What needs to be done
Starting at the line that has "Target: white stigma" and going through the end of the records, rewrite those lines with "stem" swapped for "stalk" and everything else unchanged. Leave the pictures out of your answer.

Stored records

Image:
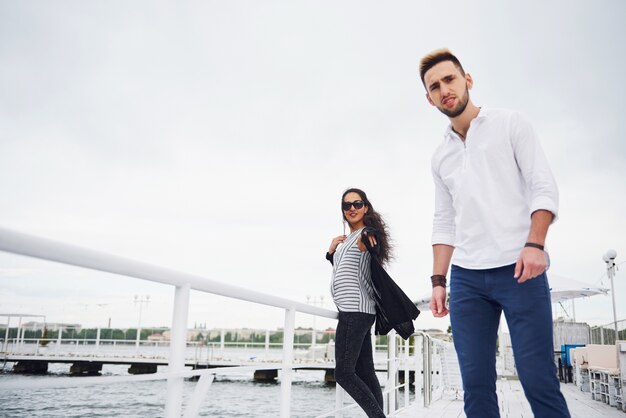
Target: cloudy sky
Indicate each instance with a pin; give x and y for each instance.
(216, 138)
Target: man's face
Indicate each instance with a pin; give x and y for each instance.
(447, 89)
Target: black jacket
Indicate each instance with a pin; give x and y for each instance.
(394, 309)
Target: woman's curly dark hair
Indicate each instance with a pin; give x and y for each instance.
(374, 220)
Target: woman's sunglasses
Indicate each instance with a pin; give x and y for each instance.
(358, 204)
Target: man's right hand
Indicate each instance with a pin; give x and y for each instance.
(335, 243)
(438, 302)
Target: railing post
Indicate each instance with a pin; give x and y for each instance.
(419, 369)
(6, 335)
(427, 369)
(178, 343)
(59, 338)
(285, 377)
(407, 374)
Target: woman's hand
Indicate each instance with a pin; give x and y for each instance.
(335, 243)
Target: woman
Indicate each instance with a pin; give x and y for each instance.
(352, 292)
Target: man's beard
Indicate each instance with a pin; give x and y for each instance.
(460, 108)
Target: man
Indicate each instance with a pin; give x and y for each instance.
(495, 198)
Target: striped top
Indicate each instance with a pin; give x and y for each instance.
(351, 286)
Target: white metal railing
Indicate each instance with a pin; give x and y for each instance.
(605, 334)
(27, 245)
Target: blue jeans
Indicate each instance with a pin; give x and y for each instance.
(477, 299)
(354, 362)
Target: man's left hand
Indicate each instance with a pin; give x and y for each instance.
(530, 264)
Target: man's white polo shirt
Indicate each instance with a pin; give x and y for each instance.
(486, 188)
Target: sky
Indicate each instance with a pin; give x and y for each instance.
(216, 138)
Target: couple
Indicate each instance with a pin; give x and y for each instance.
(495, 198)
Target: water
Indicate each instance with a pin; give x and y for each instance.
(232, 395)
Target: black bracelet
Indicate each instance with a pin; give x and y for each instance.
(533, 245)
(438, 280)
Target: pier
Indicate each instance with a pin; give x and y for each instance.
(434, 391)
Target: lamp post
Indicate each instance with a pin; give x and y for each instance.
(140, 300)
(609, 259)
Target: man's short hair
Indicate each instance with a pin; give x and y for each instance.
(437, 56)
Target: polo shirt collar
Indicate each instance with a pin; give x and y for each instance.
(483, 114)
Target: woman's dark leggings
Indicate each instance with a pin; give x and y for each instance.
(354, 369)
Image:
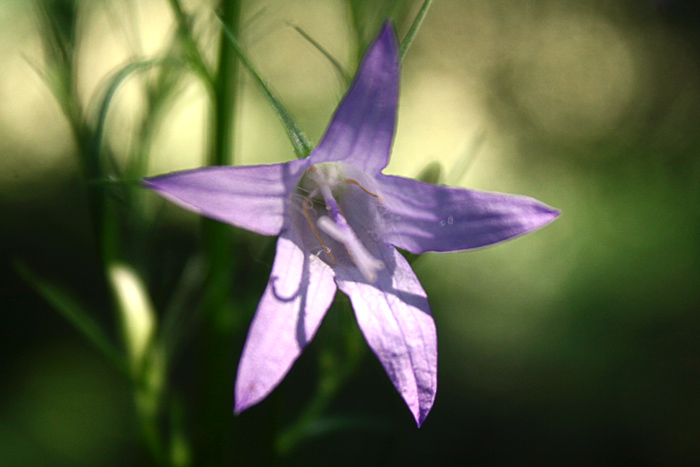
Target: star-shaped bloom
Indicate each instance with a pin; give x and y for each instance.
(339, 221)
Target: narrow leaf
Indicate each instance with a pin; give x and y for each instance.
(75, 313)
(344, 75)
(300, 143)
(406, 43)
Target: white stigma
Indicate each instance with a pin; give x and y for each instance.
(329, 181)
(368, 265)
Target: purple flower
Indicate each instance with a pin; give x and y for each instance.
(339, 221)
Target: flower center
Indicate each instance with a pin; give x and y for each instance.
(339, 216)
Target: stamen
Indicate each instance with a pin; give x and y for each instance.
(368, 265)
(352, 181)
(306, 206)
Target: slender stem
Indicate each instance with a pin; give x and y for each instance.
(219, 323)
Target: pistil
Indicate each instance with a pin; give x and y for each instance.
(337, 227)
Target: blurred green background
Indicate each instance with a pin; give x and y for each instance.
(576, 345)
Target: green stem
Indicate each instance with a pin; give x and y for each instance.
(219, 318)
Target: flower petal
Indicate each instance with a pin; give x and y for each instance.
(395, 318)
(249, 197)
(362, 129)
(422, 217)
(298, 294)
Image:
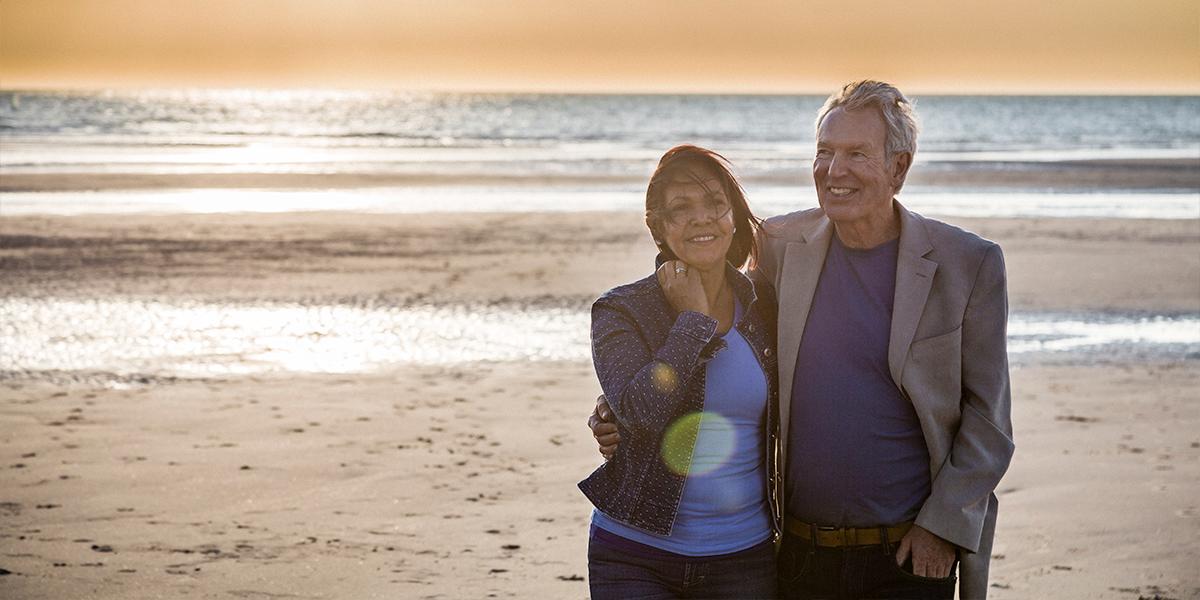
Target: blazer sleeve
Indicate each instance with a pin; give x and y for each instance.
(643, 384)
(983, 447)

Output of the exercise
Target: white stigma
Indicate each instance with a pin; give x and y for each instance.
(329, 181)
(368, 265)
Target: purple flower
Indicate each instance with a pin; give x and y for each instance.
(339, 221)
Target: flower center
Indicate each instance with a pin; give x and y for each instance.
(339, 216)
Target: stamen
Indicate each instance with a pin; give x and y for each instance.
(368, 265)
(352, 181)
(306, 206)
Target: slender stalk
Indicate each instance with a pin; give x and y for each instance.
(219, 323)
Target: pistil
Indicate each instance with a pin; give x and y for each instance.
(337, 227)
Target: blurred green background
Indicate each instance with a pin; give x and y for each instance.
(576, 345)
Target: green stalk
Indicate each instance with a pin; give x and y for each instance.
(219, 318)
Target: flower petal
Indicate each instance with a pin; give x and y for each instance.
(395, 318)
(249, 197)
(362, 129)
(422, 217)
(298, 294)
Image:
Target: blazer sleeve
Indicate each instance with a pin; give x and y for each instance.
(643, 384)
(983, 447)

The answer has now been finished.